Rewrite every line of the records as a Markdown table with the columns Number and Line, numbering each row and omitting blank lines. Do not include the pictures in the table.

Object location entries for images:
────────

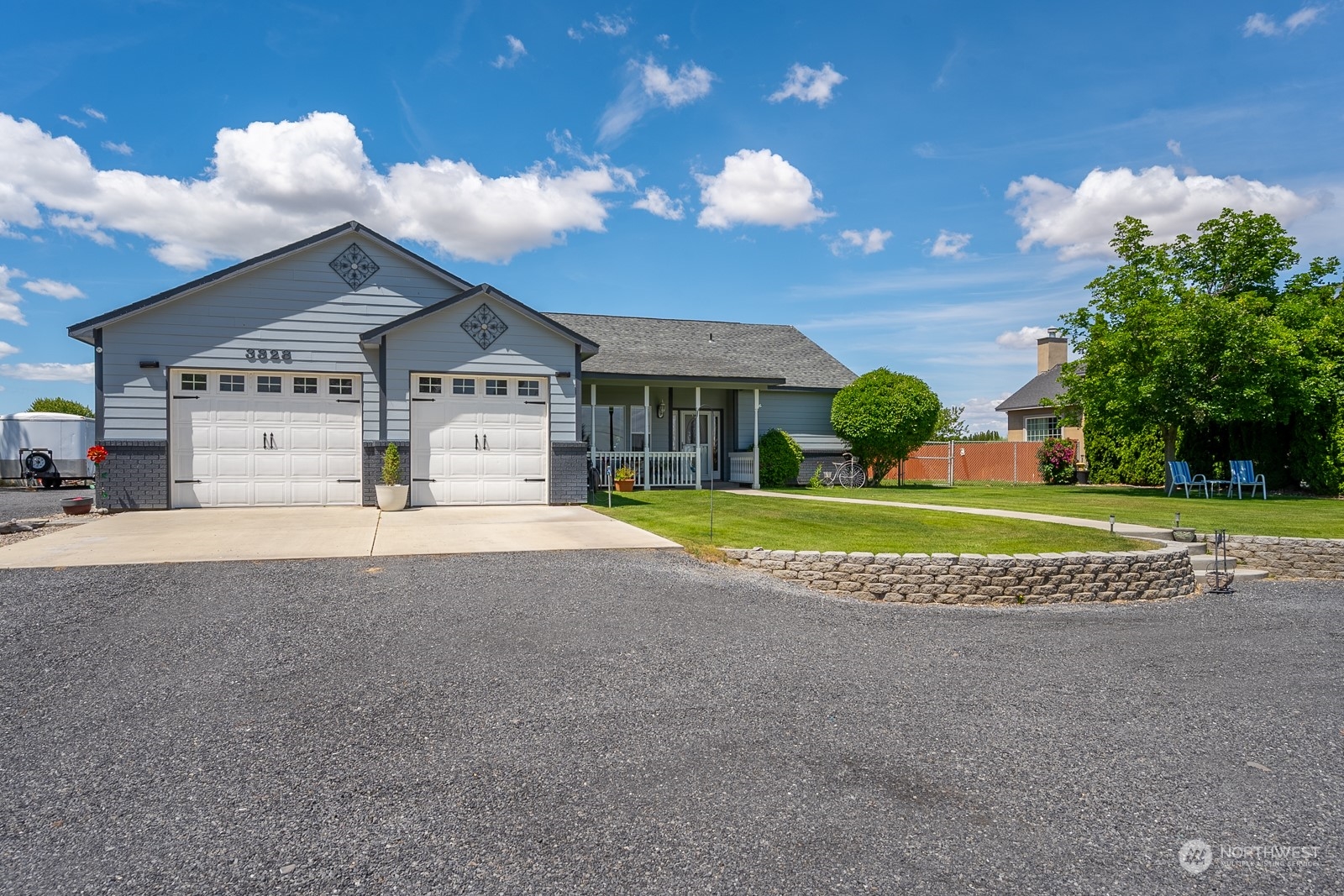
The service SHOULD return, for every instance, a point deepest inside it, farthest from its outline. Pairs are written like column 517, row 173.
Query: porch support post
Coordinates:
column 699, row 473
column 756, row 443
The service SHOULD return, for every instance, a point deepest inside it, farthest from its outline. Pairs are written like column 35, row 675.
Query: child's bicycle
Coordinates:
column 847, row 473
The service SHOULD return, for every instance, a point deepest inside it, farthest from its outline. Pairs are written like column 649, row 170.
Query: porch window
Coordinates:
column 1042, row 427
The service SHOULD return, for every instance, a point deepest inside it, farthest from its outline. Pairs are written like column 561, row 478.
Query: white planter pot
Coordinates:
column 391, row 497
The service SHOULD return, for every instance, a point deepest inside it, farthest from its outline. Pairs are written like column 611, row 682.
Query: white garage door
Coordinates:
column 265, row 439
column 477, row 439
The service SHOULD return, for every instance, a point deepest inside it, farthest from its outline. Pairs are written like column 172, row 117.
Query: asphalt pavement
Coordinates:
column 643, row 723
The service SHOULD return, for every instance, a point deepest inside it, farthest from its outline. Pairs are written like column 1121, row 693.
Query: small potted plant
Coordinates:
column 391, row 493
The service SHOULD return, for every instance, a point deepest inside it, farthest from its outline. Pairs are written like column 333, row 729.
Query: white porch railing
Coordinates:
column 665, row 468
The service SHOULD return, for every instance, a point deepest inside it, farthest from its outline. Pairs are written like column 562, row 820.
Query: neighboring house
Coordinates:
column 282, row 379
column 1028, row 418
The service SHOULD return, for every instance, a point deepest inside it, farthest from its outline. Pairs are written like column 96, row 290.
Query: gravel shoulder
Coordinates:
column 631, row 721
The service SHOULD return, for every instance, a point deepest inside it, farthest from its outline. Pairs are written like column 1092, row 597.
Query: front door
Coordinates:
column 703, row 430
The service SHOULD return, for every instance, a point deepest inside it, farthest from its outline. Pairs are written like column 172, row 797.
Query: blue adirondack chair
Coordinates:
column 1178, row 474
column 1243, row 474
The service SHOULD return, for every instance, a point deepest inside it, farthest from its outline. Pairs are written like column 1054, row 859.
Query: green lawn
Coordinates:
column 745, row 521
column 1280, row 515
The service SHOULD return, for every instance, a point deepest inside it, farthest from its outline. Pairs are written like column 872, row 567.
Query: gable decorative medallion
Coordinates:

────────

COMPLETE RESPONSE:
| Number | Line |
|---|---|
| 1 | The service SHOULD return, for every instance, a point deepest inside it, farthest from its outline. Pairs are written like column 517, row 173. |
| 2 | Query: porch support post |
| 3 | Coordinates: |
| 4 | column 699, row 473 |
| 5 | column 756, row 443 |
| 6 | The service SHOULD return, for every instance, a point deepest inside it, farthest from its outline. Pairs are written like column 35, row 675. |
| 7 | Query: child's bicycle |
| 8 | Coordinates: |
| 9 | column 847, row 473 |
| 10 | The service SHOULD return, for every instance, a point deepest inside it, farthest from its outline. Pairs are written like column 649, row 170. |
| 11 | Query: porch window |
| 12 | Coordinates: |
| 13 | column 1042, row 427 |
| 14 | The service SHOULD return, for every instance, a point deepest inside it, farthest from its outline. Pairs are written like column 561, row 478. |
| 15 | Query: white planter pot |
| 16 | Coordinates: |
| 17 | column 391, row 497 |
| 18 | The service SHOULD return, for every instance, a point deepest inside it, farthest from its outline. Pairs are written like column 611, row 682. |
| 19 | Query: white garage door |
| 20 | Coordinates: |
| 21 | column 265, row 439 |
| 22 | column 477, row 439 |
| 23 | The service SHOULD return, for every instance, a point deepest inside it, farthest from its outline. Pairs are written like column 172, row 117. |
| 24 | Query: asphalt pavement |
| 25 | Coordinates: |
| 26 | column 643, row 723 |
| 27 | The service SHOULD return, for every instance, a point deepest inside it, farthest from its outline. Pairs are written like column 1121, row 693. |
| 28 | Query: small potted plant |
| 29 | Coordinates: |
| 30 | column 391, row 493 |
| 31 | The service SHOULD return, for every instance, a point deepest inside it, farthest from its outline. Pairs are written like column 333, row 729. |
| 32 | Query: white porch railing |
| 33 | Coordinates: |
| 34 | column 665, row 468 |
| 35 | The service SHOULD return, for every instance, a point deepest inside it, farthest from its outline. Pairs are written like column 562, row 820. |
| 36 | Query: neighboring house |
| 37 | Coordinates: |
| 38 | column 282, row 379 |
| 39 | column 1028, row 418 |
| 40 | The service SHOULD return, for every instance, a point deepest inside it, farthest from its outline. Pairs are written like column 96, row 290. |
| 41 | Query: gravel shoulder |
| 42 | Coordinates: |
| 43 | column 631, row 721 |
| 44 | The service SHOULD return, for every instance, a point deepest inside it, farthest from its outline. Pairs are written like column 1092, row 597. |
| 45 | Query: front door |
| 46 | Coordinates: |
| 47 | column 703, row 430 |
| 48 | The service SHOULD return, for every instance, a point deepest inside it, farthest from its outline. Pairs are written like column 172, row 797. |
| 49 | Query: blue adirondack chair |
| 50 | Coordinates: |
| 51 | column 1178, row 474 |
| 52 | column 1243, row 474 |
| 53 | The service SHOULD return, for every instance, a point deepest inside it, farthest from its outline. Pairs are written like column 1054, row 859. |
| 54 | Query: green lawn |
| 55 | Coordinates: |
| 56 | column 745, row 521 |
| 57 | column 1280, row 515 |
| 58 | The service SHOULD return, for every instance, a point deepest inside it, farthest from its outline. Pairs are written like column 872, row 567. |
| 59 | Query: gable decorative medallion |
| 60 | Coordinates: |